=== Supplied passage ===
--
Compiling circuits¶
PennyLane offers multiple tools for compiling circuits. We use the term “compilation” here in a loose sense as the process of transforming one circuit into one or more differing circuits. A circuit could be either a quantum function or a sequence of operators. For example, such a transformation could replace a gate type with another, fuse gates, exploit mathematical relations that simplify an observable, or replace a large circuit by a number of smaller circuits.
Compilation functionality is mostly designed as transforms; see the the transforms documentation for more details, as well as information on how to write your own custom transforms.
In addition to quantum circuit transforms, PennyLane also
supports experimental just-in-time compilation, via the qjit() decorator and
Catalyst. This is more general, and
supports full hybrid compilation — compiling both the classical and quantum components
of your workflow into a binary that can be run close to the accelerators.
that you are using. More details can be found in compiling workflows.
Simplifying Operators¶
PennyLane provides the simplify() function to simplify single operators, quantum
functions, QNodes and tapes. This function has several purposes:
Reducing the arithmetic depth of the given operators to its minimum.
Grouping like terms in sums and products.
Resolving products of Pauli operators.
Combining identical rotation gates by summing its angles.
Here are some simple simplification routines:
>>> qml.simplify(qml.RX(4*np.pi+0.1, 0 ))
RX(0.09999999999999964, wires=[0])
>>> qml.simplify(qml.adjoint(qml.RX(1.23, 0)))
RX(11.336370614359172, wires=[0])
>>> qml.simplify(qml.ops.Pow(qml.RX(1, 0), 3))
RX(3.0, wires=[0])
>>> qml.simplify(qml.sum(qml.Y(3), qml.Y(3)))
2.0 * Y(3)
>>> qml.simplify(qml.RX(1, 0) @ qml.RX(1, 0))
RX(2.0, wires=[0])
>>> qml.simplify(qml.prod(qml.X(0), qml.Z(0)))
-1j * Y(0)
Now lets simplify a nested operator:
>>> sum_op = qml.RX(1, 0) + qml.X(0)
>>> prod1 = qml.X(0) @ sum_op
>>> nested_op = qml.prod(prod1, qml.RX(1, 0))
>>> qml.simplify(nested_op)
(X(0) @ RX(2.0, wires=[0])) + RX(1.0, wires=[0])
Several simplifications steps are happening here. First of all, the nested products are removed:
qml.prod(qml.X(0), qml.sum(qml.RX(1, 0), qml.X(0)), qml.RX(1, 0))
Then the product of sums is transformed into a sum of products:
qml.sum(qml.prod(qml.X(0), qml.RX(1, 0), qml.RX(1, 0)), qml.prod(qml.X(0), qml.X(0), qml.RX(1, 0)))
And finally like terms in the obtained products are grouped together, removing all identities:
qml.sum(qml.prod(qml.X(0), qml.RX(2, 0)), qml.RX(1, 0))
As mentioned earlier we can also simplify QNode objects to, for example, group rotation gates:
dev = qml.device("default.qubit", wires=2)
--
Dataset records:
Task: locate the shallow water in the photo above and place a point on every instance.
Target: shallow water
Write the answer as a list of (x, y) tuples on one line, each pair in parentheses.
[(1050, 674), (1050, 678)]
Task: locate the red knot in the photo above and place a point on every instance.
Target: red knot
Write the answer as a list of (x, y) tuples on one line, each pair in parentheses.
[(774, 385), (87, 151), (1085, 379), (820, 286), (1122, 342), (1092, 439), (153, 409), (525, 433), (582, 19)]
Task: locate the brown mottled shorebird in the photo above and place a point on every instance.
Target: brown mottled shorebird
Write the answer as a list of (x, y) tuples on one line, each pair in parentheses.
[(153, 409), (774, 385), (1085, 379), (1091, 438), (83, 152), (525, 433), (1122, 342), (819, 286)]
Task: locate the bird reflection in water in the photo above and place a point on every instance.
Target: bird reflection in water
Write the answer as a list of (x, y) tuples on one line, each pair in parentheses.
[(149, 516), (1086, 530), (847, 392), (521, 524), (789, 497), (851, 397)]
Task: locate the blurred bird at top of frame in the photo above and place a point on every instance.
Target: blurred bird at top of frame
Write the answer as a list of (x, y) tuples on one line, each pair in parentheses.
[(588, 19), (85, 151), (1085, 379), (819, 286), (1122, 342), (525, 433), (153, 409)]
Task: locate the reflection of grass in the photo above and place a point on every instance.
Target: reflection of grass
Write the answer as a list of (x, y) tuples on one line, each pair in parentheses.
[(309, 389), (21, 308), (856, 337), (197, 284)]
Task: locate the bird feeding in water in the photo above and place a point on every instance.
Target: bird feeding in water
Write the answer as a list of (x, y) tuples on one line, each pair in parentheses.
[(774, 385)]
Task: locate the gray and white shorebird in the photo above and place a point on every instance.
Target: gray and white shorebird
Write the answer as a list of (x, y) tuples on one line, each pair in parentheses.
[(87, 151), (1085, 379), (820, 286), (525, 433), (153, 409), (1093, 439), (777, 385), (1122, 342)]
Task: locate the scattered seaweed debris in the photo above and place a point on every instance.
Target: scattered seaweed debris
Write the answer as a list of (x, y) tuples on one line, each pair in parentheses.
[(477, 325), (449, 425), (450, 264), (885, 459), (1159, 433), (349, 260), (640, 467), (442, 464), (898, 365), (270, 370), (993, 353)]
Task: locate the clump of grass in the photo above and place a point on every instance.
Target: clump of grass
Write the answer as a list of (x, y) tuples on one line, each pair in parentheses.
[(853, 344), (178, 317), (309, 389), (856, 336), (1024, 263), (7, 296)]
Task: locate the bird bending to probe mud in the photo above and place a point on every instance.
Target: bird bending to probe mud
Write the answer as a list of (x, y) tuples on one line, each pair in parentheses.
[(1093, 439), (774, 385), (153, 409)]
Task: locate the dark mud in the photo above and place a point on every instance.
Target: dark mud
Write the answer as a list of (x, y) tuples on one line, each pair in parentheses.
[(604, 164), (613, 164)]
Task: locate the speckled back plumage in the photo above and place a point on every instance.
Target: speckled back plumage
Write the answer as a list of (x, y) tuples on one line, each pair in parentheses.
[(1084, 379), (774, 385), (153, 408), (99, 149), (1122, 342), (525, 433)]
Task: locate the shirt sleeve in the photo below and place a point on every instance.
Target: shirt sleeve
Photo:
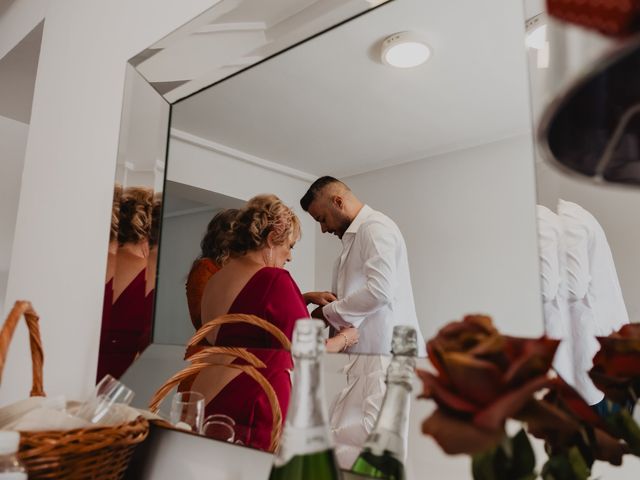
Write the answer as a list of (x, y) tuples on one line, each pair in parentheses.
[(379, 252), (576, 237)]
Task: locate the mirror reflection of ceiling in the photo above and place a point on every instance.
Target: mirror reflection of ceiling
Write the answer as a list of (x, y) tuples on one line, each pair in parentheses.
[(18, 75), (233, 35), (347, 113)]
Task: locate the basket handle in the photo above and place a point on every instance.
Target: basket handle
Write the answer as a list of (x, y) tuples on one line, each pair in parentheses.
[(201, 360), (205, 329), (21, 308)]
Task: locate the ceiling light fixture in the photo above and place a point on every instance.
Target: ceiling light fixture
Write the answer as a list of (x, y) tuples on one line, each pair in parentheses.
[(404, 50)]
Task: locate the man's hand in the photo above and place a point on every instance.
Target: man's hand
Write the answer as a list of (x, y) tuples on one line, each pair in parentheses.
[(317, 313), (319, 298)]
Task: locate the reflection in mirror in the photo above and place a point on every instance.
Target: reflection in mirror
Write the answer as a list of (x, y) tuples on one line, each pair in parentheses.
[(447, 162), (428, 231), (589, 249), (135, 228), (233, 35)]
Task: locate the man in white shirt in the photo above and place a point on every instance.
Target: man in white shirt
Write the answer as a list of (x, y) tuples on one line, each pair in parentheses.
[(371, 278)]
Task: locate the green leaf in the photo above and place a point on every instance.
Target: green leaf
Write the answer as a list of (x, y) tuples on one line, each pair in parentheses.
[(513, 458), (570, 466), (624, 426), (579, 467), (524, 459), (482, 465)]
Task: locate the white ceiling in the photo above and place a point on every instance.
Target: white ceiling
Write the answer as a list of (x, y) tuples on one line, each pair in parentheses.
[(18, 76), (329, 106)]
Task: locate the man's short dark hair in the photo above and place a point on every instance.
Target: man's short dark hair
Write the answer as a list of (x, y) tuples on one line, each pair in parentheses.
[(315, 188)]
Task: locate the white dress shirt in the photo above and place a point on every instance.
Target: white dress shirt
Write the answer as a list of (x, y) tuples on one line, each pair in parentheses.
[(594, 296), (554, 296), (353, 413), (373, 284)]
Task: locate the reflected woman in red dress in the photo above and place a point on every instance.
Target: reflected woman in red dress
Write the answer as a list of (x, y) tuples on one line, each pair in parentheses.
[(214, 254), (253, 281), (126, 326)]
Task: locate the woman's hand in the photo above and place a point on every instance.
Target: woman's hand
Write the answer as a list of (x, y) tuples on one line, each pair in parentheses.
[(319, 298), (344, 339)]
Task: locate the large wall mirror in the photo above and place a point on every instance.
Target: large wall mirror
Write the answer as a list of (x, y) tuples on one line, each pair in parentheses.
[(266, 101)]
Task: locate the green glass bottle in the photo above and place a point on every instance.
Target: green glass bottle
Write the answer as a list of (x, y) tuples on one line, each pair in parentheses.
[(384, 449), (305, 451)]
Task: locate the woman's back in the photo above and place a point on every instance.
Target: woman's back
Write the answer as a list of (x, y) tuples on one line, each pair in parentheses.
[(267, 292)]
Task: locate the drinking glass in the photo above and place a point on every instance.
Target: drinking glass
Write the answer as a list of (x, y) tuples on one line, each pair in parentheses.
[(218, 430), (187, 411), (107, 392)]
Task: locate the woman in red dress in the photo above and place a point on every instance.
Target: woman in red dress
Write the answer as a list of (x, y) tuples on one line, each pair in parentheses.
[(254, 281), (214, 253), (127, 310)]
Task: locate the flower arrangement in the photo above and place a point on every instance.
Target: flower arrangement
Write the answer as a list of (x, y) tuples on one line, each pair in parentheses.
[(481, 379)]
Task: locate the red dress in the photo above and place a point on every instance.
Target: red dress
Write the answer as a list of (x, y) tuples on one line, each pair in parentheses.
[(126, 327), (272, 295)]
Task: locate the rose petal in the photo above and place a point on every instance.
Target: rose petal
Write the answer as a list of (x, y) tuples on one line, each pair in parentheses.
[(608, 448), (442, 395), (457, 436), (621, 365), (616, 389), (476, 380), (534, 359), (574, 402), (630, 330), (509, 405), (549, 423)]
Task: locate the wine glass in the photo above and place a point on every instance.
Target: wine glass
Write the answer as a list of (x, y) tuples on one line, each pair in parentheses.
[(187, 411), (107, 392), (218, 430)]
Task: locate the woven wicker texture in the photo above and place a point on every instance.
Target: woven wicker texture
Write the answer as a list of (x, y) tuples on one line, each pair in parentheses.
[(202, 357), (95, 453)]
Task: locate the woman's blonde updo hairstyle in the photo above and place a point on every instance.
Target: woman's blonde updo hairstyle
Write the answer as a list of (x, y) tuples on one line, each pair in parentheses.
[(115, 213), (136, 212), (262, 215)]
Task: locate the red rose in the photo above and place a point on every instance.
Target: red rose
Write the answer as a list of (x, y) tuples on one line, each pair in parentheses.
[(482, 378)]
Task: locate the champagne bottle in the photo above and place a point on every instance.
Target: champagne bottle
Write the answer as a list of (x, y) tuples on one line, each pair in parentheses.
[(305, 451), (383, 453)]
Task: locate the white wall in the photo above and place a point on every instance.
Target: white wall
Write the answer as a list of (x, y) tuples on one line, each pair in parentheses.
[(60, 245), (468, 218), (203, 168), (181, 237), (13, 142)]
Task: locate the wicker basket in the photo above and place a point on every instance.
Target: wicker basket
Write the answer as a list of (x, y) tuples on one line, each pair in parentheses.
[(202, 357), (94, 453)]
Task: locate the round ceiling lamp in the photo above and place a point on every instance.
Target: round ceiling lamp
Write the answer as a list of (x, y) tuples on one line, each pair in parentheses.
[(404, 50)]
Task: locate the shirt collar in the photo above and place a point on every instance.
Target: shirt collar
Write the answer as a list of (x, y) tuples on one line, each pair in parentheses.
[(365, 212)]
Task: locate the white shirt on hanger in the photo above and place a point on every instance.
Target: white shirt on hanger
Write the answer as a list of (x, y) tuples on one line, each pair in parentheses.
[(594, 296), (373, 284)]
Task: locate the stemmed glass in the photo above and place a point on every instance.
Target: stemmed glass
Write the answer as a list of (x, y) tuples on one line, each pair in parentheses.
[(108, 392), (187, 411), (219, 427)]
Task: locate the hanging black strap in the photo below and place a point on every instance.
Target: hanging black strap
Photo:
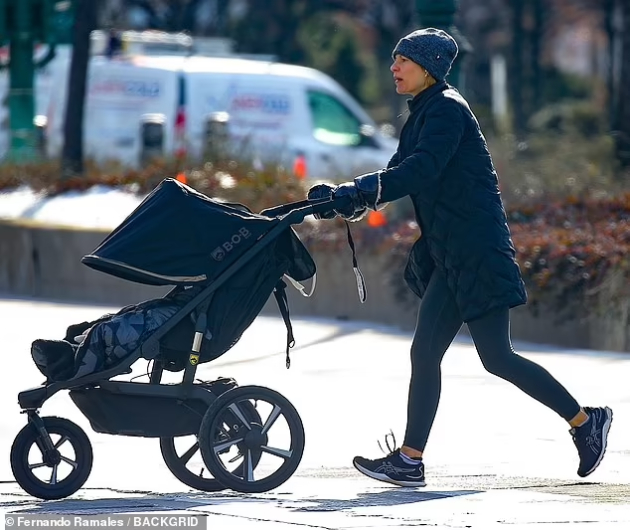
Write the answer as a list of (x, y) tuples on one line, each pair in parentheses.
[(357, 272), (281, 298)]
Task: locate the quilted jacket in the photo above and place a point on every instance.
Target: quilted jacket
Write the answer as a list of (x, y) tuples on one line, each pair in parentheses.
[(443, 164)]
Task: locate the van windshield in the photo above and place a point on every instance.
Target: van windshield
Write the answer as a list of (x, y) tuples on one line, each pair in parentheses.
[(333, 123)]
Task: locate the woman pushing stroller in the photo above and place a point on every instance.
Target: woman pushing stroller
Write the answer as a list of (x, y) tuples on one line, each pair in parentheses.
[(463, 267)]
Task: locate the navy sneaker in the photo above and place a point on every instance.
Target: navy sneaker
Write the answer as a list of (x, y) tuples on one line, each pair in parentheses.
[(392, 468), (591, 438)]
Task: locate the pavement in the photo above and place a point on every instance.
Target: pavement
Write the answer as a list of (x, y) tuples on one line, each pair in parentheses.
[(495, 459)]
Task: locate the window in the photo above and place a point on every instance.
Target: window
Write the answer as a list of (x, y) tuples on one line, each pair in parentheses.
[(333, 123)]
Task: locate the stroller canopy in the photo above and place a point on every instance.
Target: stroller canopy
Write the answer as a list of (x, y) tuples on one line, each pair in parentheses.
[(179, 236)]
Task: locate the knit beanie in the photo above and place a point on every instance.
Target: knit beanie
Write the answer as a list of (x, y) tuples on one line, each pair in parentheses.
[(433, 49)]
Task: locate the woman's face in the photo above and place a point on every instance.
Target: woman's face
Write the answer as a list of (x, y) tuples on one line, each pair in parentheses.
[(409, 77)]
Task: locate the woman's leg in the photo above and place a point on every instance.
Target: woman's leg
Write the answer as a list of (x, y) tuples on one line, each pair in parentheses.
[(491, 335), (437, 324), (589, 425)]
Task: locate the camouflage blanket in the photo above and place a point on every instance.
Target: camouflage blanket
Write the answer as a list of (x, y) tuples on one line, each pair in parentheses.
[(91, 347)]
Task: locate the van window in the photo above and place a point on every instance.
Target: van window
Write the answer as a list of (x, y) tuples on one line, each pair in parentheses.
[(333, 123)]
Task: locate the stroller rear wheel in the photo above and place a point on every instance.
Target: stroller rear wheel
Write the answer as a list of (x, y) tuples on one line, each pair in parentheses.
[(51, 471), (183, 458), (272, 447)]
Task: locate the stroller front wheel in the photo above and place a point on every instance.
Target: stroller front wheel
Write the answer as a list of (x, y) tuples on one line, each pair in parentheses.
[(56, 470)]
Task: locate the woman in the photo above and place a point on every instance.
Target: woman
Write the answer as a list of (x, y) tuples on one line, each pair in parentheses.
[(463, 266)]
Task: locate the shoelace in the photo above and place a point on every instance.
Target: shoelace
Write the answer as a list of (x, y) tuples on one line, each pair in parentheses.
[(390, 448)]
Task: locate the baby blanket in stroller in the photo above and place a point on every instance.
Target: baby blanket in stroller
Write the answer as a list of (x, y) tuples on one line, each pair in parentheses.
[(94, 346), (180, 237)]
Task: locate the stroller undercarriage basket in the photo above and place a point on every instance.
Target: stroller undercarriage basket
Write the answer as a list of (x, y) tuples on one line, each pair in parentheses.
[(223, 263)]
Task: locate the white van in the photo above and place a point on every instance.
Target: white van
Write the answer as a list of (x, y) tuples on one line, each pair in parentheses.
[(275, 110)]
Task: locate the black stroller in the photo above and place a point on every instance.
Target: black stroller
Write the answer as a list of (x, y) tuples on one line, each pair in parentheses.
[(224, 262)]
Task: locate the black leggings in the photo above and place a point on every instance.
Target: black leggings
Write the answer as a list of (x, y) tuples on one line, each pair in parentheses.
[(438, 323)]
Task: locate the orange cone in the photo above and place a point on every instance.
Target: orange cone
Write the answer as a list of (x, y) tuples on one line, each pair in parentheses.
[(377, 219)]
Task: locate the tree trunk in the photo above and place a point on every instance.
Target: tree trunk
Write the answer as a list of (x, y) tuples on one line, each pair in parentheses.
[(516, 84), (85, 22), (623, 133)]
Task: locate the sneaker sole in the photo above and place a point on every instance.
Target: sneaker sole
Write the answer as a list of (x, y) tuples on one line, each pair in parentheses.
[(605, 429), (385, 478)]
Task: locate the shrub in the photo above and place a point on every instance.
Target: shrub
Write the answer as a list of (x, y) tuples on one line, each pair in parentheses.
[(567, 248)]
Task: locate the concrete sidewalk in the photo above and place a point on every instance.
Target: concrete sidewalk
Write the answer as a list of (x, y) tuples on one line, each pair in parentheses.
[(496, 458)]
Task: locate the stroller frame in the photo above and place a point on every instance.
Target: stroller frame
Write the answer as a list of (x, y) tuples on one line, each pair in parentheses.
[(38, 428)]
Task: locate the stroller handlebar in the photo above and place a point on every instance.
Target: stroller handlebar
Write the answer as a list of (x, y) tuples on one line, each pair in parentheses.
[(298, 210)]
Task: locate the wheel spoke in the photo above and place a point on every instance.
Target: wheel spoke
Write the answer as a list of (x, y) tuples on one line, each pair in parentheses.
[(249, 470), (189, 454), (61, 441), (282, 453), (217, 448), (70, 462), (275, 413), (53, 475), (239, 414)]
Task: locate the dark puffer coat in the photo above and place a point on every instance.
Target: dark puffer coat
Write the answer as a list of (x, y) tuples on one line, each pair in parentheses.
[(443, 164)]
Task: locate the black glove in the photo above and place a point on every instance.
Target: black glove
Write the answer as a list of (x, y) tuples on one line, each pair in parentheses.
[(322, 191), (356, 207), (363, 191)]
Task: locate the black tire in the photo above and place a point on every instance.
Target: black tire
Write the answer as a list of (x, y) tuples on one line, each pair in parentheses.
[(242, 482), (82, 463), (178, 465)]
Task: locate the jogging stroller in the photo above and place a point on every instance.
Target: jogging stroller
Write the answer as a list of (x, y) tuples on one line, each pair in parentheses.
[(223, 262)]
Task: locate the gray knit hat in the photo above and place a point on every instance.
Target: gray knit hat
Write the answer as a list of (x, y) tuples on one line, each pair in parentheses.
[(433, 49)]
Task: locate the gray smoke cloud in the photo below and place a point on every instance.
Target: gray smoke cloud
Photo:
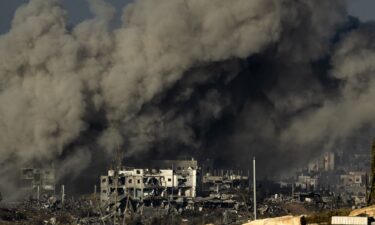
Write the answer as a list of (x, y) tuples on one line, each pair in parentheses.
[(179, 78)]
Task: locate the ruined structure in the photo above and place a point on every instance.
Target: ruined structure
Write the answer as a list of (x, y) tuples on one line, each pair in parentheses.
[(142, 184), (371, 197), (37, 181)]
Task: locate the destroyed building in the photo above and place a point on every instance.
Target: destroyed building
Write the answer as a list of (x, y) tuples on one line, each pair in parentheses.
[(37, 181), (170, 179)]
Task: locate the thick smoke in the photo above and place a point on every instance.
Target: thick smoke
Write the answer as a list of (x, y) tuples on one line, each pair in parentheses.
[(180, 78)]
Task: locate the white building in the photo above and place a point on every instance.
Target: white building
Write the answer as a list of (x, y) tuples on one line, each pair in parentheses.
[(141, 184)]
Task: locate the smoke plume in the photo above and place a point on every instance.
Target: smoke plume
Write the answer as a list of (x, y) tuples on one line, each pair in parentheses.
[(180, 78)]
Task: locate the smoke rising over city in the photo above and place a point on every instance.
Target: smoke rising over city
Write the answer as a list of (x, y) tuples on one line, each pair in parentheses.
[(183, 78)]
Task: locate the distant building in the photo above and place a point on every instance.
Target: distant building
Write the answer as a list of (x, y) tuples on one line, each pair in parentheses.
[(38, 179), (325, 162), (172, 179)]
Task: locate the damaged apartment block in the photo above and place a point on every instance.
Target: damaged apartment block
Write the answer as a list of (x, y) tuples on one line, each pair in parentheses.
[(37, 181), (170, 180)]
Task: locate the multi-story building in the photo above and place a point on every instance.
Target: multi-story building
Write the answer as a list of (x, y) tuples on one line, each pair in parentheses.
[(176, 181), (37, 181)]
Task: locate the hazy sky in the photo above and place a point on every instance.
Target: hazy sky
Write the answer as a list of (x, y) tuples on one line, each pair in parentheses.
[(78, 10)]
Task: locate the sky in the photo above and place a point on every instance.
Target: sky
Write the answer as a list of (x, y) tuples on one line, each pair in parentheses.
[(78, 10)]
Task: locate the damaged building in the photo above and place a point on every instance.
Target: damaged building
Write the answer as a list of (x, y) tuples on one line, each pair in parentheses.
[(37, 181), (167, 180)]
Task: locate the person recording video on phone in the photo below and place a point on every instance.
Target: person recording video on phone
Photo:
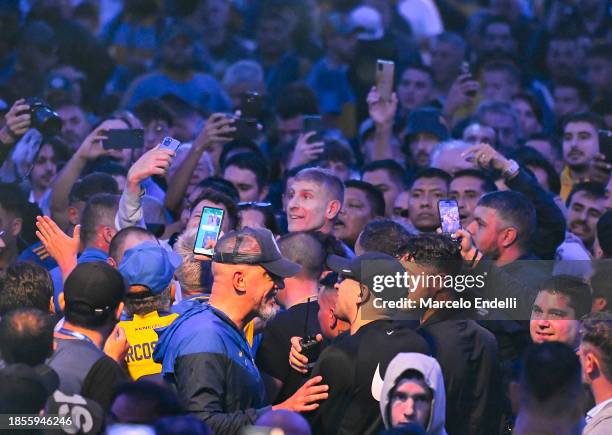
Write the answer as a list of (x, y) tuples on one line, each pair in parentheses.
[(204, 352)]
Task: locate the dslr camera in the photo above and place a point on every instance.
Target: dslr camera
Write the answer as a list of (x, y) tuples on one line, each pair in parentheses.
[(43, 117)]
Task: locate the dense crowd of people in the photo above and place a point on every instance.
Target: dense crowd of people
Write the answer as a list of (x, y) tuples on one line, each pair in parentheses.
[(330, 171)]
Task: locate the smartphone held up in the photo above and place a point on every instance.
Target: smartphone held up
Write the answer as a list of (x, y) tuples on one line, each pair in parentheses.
[(209, 228), (385, 71)]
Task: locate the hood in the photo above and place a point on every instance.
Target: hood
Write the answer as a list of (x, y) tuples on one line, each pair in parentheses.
[(164, 353), (432, 373)]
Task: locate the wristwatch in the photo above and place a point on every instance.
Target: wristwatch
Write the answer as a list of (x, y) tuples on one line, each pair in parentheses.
[(511, 170)]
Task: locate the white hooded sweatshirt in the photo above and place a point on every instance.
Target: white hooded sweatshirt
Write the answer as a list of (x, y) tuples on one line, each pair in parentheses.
[(432, 373)]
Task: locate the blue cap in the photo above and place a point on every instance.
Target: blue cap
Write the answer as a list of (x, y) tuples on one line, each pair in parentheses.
[(150, 265)]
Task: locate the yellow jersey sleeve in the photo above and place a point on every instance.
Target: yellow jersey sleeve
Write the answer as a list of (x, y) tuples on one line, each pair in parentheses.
[(140, 333)]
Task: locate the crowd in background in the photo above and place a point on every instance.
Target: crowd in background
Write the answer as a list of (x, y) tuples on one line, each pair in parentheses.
[(106, 313)]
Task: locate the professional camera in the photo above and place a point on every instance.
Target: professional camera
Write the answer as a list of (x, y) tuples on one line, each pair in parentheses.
[(43, 117)]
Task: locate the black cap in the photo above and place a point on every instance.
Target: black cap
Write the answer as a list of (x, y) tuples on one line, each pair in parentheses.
[(254, 246), (365, 267), (94, 289)]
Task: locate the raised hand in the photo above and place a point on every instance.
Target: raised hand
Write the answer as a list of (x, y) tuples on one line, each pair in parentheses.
[(17, 122), (306, 397), (153, 162)]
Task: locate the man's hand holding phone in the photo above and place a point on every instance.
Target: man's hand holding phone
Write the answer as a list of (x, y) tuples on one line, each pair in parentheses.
--
=== Problem details ===
Return the part of the circuit compilation page from "RX(11.336370614359172, wires=[0])" up to and including "qml.prod(prod1, qml.RX(1, 0))", copied word for word. These records have no connection to the circuit compilation page.

=== Answer to this exercise ===
RX(11.336370614359172, wires=[0])
>>> qml.simplify(qml.ops.Pow(qml.RX(1, 0), 3))
RX(3.0, wires=[0])
>>> qml.simplify(qml.sum(qml.Y(3), qml.Y(3)))
2.0 * Y(3)
>>> qml.simplify(qml.RX(1, 0) @ qml.RX(1, 0))
RX(2.0, wires=[0])
>>> qml.simplify(qml.prod(qml.X(0), qml.Z(0)))
-1j * Y(0)
Now lets simplify a nested operator:
>>> sum_op = qml.RX(1, 0) + qml.X(0)
>>> prod1 = qml.X(0) @ sum_op
>>> nested_op = qml.prod(prod1, qml.RX(1, 0))